--- BEGIN ---

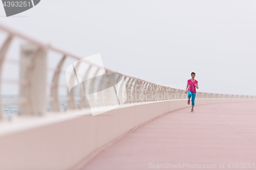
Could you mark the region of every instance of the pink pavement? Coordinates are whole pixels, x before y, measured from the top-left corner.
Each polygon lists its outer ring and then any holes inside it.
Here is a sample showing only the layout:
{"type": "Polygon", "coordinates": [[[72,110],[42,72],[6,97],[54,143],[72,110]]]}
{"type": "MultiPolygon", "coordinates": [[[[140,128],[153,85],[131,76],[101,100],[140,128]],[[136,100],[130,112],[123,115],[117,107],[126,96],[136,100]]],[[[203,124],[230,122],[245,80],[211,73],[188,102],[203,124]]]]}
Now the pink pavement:
{"type": "Polygon", "coordinates": [[[241,163],[247,170],[256,169],[256,102],[196,105],[194,112],[190,109],[167,113],[139,127],[82,169],[241,169],[241,163]],[[158,164],[164,167],[157,168],[158,164]]]}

--- END ---

Reproduce every line of the records above verbatim, omitting the pictures.

### RESPONSE TO THIS EXERCISE
Could you mark the region of every instance of the pink pavement? Coordinates are whole pixels, x before y, measured from the top-left corner.
Each polygon lists its outer ring and then any holes inside it.
Here is a sample showing only the layout:
{"type": "Polygon", "coordinates": [[[72,110],[42,72],[6,97],[54,143],[72,110]]]}
{"type": "MultiPolygon", "coordinates": [[[[140,128],[153,85],[131,76],[101,100],[140,128]],[[136,100],[130,112],[123,115],[117,107],[126,96],[136,100]]],[[[203,124],[230,122],[245,80],[211,73],[188,102],[203,124]]]]}
Now the pink pavement:
{"type": "Polygon", "coordinates": [[[241,163],[247,170],[256,169],[256,102],[196,105],[194,112],[190,109],[167,113],[139,127],[82,169],[241,169],[241,163]],[[158,164],[164,167],[157,168],[158,164]]]}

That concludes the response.